■ Material for the task
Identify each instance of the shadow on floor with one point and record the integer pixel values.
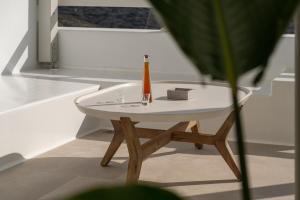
(270, 191)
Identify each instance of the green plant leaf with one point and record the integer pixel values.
(128, 192)
(253, 27)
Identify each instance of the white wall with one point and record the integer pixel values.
(17, 35)
(123, 50)
(116, 49)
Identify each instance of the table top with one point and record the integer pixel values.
(205, 101)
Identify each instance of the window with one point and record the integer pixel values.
(107, 17)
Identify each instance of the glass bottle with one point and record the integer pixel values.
(147, 95)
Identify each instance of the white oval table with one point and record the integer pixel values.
(122, 105)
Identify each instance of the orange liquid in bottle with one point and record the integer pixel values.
(147, 81)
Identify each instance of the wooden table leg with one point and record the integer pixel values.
(223, 147)
(117, 140)
(134, 150)
(196, 129)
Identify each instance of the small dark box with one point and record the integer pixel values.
(178, 94)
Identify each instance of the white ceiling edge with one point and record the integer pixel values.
(105, 3)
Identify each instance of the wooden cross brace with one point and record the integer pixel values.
(125, 130)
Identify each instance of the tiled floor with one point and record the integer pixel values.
(195, 174)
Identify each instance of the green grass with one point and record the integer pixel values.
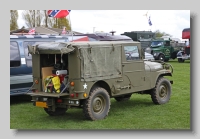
(139, 113)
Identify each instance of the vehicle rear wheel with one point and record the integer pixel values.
(58, 111)
(97, 105)
(123, 98)
(162, 91)
(180, 60)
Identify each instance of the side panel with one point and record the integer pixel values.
(21, 78)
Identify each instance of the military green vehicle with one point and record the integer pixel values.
(164, 49)
(87, 74)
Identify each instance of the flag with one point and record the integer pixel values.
(149, 20)
(58, 13)
(31, 31)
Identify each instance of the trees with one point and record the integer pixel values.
(13, 19)
(160, 34)
(32, 18)
(37, 18)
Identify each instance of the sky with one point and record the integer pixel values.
(87, 21)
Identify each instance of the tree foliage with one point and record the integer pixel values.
(32, 18)
(13, 19)
(37, 18)
(160, 34)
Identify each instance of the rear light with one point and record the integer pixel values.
(36, 81)
(35, 90)
(71, 95)
(59, 100)
(85, 95)
(72, 83)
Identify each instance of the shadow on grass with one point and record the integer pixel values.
(76, 114)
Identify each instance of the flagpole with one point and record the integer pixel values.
(71, 27)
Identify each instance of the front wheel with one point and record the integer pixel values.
(162, 91)
(97, 105)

■ Exercise details
Retype, unchanged, the lines of the listing from the one holding "Identify each instance of the front" through the end of the listing, inclusive.

■ Result of the exercise
Identify each instance of the front wheel with one point and record the integer pixel values.
(162, 91)
(97, 105)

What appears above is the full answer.